OBJECTIVES
1 - Reproduce the passage of the pay-per-click podcast transcript starting at "Rachel: Sure. Your" and ending at "time they click.".
2 - Carry on the pay-per-click podcast transcript from the point where it stops.

SELECTED EXCERPT
## START

Bryce: Hello and welcome to another Technibble computer business podcast. I am Bryce Whitty and today I have Rachel Logan who is a pay-per-click expert, who is currently doing work for the Remote Support software, instant HouseCall. In this podcast, we talk about how to be successful with pay-per-click advertising, how to choose good keywords and refine them so that they cost you less, how to create a good landing page that abides by Google and Bing’s terms, but also converts well, how to write a good ad, how to improve your Google AdWords quality score, which I know so many technicians get stuck on and they just can’t run their ads and also outsourcing versus doing pay-per-click yourself. Please welcome Rachel Logan.

Rachel: Hello.

Bryce: Would you be able to just really briefly explain what the difference is between pay-per-click and say organic search engine marketing just for the people who are very new to this.

Rachel: Sure. Your organic search is when someone goes to Google or Bing and types in keywords, it’ll pull up the responses that Google has deemed are an appropriate answer to whatever your question is. PPC is slightly different in that you actually run an ad and Google will match their search to your ad copy and your keywords and then put ads on their search that they can click on and you pay every time they click.

Bryce: Do you have any tips for any techs on how to do a really good ad, say for example on Google AdWords?

## END

DATA EXTRACT
## START

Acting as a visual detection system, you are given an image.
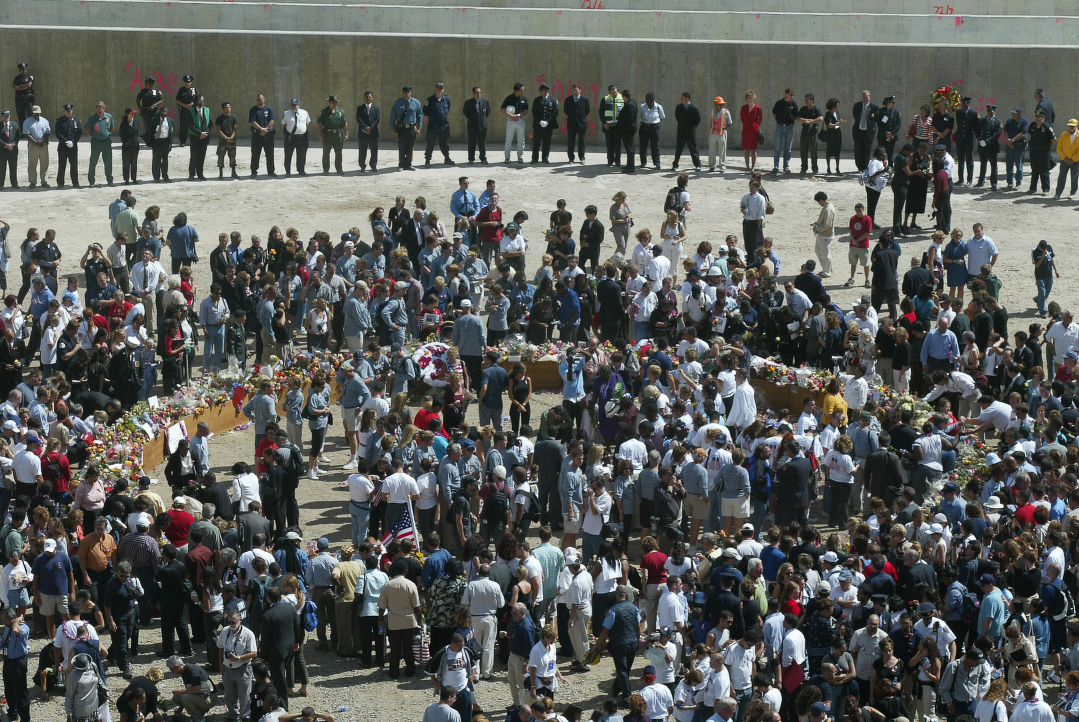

## END

EXPECTED ANSWERS
1 -
Rachel: Sure. Your organic search is when someone goes to Google or Bing and types in keywords, it’ll pull up the responses that Google has deemed are an appropriate answer to whatever your question is. PPC is slightly different in that you actually run an ad and Google will match their search to your ad copy and your keywords and then put ads on their search that they can click on and you pay every time they click.

2 -
Rachel: On AdWords and actually on Bing as well, your quality score is really important and that is the score that Google gives you that says that your keywords match your search queries and your ads and that it’s all relevant to your website. Your ad copy is going to need to match your keywords closely, as well as match your landing page closely and be relevant to whoever is searching for you. For example if someone searches for purple elephants in your ad, maybe your keyword is purple elephants, but your ad talks about blue whales, you’re going to get a horrible quality score and your ad will never show up.

It’s important that everything is relevant to each other and then as far as ad copy itself goes, people expect to see ad language, so you can be a little pitchy in your ad. You don’t get very many characters that you can use, so you’ve got to be very clear and concise, but you also need to avoid words like free. Google doesn’t like that. You want to be very clear and very specific to your audience. Tell them exactly what you have for them and then you should be in.

Bryce: Yeah. I think that the keyword free would be dangerous, not just from Lord Google not liking it, but I think it would attract the wrong clients.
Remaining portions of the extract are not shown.